__Records drawn from a dataset__

§ §

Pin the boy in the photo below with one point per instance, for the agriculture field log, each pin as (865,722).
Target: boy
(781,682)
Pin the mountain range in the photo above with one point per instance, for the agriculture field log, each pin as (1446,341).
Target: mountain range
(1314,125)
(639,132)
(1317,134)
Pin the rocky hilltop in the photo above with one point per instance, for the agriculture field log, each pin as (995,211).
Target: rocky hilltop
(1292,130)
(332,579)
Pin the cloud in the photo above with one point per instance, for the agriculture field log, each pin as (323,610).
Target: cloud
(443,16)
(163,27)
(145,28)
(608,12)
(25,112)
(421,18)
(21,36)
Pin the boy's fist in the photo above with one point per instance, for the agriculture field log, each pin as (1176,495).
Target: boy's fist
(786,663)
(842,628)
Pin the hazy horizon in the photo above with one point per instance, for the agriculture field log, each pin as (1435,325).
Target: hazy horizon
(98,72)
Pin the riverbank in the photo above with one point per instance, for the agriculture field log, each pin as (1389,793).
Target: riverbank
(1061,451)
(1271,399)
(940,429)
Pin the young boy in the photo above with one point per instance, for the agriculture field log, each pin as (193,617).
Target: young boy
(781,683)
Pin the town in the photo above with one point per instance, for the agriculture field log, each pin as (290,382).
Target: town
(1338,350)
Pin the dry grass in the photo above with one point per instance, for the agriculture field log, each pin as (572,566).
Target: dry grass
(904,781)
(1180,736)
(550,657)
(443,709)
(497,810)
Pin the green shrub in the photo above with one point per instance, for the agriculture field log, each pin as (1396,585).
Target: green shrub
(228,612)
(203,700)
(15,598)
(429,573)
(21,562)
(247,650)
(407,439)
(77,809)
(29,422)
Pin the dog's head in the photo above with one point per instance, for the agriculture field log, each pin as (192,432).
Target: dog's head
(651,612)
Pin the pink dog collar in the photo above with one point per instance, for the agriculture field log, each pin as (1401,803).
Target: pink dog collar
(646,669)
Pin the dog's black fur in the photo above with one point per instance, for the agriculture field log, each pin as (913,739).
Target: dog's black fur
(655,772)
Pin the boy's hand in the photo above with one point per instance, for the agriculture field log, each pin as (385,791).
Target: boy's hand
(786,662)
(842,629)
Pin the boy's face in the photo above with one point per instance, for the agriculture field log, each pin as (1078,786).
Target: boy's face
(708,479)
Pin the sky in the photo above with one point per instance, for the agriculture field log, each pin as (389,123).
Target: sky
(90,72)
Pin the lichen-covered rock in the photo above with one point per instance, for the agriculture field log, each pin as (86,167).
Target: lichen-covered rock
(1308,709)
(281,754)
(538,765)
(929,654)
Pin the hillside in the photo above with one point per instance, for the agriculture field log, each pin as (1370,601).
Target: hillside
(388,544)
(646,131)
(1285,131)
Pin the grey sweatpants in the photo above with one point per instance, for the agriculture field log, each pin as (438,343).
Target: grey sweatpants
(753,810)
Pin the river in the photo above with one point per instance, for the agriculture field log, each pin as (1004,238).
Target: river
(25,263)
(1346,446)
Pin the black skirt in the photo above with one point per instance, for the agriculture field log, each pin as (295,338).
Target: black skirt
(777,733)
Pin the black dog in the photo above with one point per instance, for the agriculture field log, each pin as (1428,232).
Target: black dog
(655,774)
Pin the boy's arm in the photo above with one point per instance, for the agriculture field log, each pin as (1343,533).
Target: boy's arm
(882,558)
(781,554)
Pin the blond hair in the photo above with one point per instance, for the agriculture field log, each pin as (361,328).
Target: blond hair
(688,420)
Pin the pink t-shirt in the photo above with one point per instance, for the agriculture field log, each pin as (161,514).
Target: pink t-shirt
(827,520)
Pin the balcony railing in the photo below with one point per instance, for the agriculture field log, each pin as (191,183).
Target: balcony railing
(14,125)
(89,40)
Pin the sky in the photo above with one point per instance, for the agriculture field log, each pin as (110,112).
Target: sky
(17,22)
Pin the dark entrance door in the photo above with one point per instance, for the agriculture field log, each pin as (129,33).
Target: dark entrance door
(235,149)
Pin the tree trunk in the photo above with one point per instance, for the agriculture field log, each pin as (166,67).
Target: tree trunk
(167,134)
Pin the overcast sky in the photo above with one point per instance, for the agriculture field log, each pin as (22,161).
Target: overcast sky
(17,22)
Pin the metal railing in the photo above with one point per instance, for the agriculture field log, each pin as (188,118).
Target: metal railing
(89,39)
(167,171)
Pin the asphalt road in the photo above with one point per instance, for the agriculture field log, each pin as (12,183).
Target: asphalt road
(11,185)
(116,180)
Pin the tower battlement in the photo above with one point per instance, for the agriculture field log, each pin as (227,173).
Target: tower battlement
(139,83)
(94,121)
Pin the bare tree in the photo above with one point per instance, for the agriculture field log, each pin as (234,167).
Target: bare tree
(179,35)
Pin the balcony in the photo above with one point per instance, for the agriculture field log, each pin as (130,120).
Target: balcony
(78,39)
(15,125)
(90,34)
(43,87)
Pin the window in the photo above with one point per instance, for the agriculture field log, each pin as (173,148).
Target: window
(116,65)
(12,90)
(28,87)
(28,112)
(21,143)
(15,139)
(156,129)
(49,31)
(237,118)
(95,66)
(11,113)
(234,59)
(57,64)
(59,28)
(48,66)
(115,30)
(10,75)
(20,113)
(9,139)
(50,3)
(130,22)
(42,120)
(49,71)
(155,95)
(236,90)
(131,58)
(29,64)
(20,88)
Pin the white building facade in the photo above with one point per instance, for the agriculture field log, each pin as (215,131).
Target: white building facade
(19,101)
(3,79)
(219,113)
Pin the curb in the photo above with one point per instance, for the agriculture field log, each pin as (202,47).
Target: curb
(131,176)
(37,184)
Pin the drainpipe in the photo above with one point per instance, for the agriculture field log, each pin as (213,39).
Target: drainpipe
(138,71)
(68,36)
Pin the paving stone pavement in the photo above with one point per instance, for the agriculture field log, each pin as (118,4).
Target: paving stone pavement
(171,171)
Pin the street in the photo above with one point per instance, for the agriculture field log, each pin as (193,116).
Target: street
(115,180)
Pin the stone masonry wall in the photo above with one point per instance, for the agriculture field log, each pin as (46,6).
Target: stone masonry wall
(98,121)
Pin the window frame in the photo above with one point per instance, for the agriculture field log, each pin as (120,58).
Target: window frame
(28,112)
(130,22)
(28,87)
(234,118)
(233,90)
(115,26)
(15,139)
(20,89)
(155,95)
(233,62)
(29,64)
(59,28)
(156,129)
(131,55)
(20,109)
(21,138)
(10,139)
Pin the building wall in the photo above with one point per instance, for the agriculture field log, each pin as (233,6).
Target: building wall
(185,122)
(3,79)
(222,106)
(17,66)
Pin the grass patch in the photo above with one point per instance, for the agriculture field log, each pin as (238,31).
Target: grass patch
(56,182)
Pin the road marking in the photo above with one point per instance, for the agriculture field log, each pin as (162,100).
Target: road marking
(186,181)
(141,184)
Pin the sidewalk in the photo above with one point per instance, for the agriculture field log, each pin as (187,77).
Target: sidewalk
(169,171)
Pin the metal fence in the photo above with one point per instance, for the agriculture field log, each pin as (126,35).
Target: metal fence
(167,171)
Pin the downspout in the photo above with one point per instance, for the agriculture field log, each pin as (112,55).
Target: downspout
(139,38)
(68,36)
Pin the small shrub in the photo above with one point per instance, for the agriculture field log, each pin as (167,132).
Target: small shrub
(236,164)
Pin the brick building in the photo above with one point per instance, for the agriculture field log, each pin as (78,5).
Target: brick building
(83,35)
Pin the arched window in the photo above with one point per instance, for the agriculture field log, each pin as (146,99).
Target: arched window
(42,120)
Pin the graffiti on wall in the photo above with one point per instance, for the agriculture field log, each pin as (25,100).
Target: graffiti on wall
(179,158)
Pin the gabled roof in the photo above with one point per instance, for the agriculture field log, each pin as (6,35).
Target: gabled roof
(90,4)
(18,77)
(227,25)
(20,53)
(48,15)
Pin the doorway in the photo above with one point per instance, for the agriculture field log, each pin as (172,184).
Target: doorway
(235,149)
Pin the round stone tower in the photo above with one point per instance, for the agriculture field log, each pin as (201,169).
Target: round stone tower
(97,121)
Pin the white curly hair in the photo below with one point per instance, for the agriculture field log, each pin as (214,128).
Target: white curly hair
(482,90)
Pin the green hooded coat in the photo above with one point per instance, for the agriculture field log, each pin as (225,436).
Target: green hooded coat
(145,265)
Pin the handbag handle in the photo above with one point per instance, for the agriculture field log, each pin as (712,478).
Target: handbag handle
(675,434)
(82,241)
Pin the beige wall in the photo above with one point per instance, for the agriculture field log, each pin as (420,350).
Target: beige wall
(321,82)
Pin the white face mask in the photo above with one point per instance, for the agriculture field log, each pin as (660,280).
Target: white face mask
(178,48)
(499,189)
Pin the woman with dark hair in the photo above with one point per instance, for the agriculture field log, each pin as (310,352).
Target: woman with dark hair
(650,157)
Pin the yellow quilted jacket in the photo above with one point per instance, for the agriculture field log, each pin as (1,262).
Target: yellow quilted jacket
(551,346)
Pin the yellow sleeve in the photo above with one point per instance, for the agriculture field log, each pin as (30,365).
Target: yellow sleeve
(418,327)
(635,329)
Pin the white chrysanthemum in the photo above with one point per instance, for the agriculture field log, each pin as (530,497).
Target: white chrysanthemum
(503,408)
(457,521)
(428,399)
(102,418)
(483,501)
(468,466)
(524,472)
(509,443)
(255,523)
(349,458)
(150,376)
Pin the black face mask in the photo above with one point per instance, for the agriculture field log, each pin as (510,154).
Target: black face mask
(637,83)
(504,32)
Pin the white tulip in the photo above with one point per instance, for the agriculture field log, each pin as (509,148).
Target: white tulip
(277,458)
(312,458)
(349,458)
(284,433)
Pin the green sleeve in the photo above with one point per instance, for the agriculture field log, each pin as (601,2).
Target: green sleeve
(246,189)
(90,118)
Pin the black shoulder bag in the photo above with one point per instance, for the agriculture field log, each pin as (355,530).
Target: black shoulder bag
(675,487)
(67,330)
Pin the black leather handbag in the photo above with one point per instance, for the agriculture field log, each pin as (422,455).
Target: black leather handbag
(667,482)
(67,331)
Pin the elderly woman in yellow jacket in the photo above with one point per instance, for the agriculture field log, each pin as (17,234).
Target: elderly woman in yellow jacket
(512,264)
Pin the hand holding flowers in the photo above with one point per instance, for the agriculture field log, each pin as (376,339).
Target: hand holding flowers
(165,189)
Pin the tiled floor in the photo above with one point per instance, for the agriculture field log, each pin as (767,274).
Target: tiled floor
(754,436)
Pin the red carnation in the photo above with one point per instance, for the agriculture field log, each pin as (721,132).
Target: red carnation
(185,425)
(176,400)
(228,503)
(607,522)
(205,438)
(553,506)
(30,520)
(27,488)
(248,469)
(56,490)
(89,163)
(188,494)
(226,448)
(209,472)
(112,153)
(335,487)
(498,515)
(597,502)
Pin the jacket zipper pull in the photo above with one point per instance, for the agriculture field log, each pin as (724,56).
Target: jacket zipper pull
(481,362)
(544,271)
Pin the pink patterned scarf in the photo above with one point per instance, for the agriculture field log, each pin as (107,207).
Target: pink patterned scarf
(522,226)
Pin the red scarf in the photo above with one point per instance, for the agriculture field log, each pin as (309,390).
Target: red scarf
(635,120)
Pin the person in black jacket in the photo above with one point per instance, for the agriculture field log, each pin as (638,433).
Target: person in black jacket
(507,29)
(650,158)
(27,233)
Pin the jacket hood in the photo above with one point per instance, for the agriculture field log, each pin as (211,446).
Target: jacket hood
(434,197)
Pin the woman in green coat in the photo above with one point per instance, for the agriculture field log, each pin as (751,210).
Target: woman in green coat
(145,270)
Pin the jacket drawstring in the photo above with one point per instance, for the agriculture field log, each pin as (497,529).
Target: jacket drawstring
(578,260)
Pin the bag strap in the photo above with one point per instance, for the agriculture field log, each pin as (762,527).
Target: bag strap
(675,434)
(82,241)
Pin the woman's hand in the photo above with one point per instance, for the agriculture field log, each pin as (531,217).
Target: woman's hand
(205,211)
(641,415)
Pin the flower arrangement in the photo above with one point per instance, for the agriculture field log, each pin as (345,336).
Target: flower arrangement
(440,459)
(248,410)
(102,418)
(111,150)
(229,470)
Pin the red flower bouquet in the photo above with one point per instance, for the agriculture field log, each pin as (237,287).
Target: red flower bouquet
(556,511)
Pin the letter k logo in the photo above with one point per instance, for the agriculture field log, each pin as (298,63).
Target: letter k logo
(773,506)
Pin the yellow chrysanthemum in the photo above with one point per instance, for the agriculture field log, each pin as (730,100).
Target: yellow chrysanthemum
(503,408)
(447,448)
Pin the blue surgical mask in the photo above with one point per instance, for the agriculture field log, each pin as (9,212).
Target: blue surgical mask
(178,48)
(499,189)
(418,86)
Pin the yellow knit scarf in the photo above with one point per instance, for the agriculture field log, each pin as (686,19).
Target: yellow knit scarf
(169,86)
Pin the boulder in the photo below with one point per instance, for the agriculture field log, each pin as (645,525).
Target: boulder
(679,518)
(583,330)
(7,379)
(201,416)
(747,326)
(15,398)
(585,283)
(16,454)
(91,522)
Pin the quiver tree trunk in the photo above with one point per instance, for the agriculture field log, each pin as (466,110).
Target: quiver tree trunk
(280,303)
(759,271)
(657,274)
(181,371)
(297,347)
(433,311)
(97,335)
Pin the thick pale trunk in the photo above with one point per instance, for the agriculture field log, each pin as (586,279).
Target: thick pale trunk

§ §

Return exactly the lines above from the line that has "Pin the graffiti" through the line that has "Pin the gabled", inclusive, and nothing else.

__Response to the task__
Pin the graffiti on wall in the photo above with one point per instance, for the agriculture field log, each pin as (25,100).
Target: graffiti on wall
(179,158)
Pin the gabled roof in the photo above with one point per instance, for the agriculture field log, each pin as (6,35).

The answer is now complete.